Your task is to gather the lines below that hold the string "blue".
++++ SOURCE MATERIAL
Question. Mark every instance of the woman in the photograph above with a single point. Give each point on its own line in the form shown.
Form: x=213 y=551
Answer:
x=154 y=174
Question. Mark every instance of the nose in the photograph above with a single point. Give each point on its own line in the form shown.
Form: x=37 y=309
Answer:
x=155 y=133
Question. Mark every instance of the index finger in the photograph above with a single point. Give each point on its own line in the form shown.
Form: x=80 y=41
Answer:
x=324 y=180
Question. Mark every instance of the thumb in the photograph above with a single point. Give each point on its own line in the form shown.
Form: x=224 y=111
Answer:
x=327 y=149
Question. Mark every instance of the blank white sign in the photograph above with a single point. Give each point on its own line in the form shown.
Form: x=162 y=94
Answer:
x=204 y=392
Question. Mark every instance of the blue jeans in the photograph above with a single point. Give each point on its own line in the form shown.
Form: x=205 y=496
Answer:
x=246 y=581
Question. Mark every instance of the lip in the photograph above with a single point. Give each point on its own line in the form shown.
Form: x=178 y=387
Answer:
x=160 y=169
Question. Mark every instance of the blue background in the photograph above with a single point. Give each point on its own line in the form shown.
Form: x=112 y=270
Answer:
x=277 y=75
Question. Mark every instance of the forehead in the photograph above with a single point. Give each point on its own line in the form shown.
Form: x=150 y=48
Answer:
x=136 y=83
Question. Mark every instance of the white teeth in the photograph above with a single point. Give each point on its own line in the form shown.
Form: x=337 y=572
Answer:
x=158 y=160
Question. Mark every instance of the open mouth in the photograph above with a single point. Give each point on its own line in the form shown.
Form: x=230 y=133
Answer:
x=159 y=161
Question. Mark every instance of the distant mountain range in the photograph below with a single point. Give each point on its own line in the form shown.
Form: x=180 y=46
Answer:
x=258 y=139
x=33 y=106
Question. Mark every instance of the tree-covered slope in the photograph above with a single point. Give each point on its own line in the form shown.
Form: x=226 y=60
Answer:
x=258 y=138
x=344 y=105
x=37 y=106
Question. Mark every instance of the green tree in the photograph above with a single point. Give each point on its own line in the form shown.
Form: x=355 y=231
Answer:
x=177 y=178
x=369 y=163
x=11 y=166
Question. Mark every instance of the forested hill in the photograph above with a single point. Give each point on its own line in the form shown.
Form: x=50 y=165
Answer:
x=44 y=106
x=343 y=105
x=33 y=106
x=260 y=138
++++++++
■ COMPLETED EXERCISE
Question. Mark every instance of the blue jeans in the photograph above with a single point. Give each point on its own line in the form shown.
Question. Mark every instance of the blue background in the photograph above with a single point. Give each point on its own line in the form shown.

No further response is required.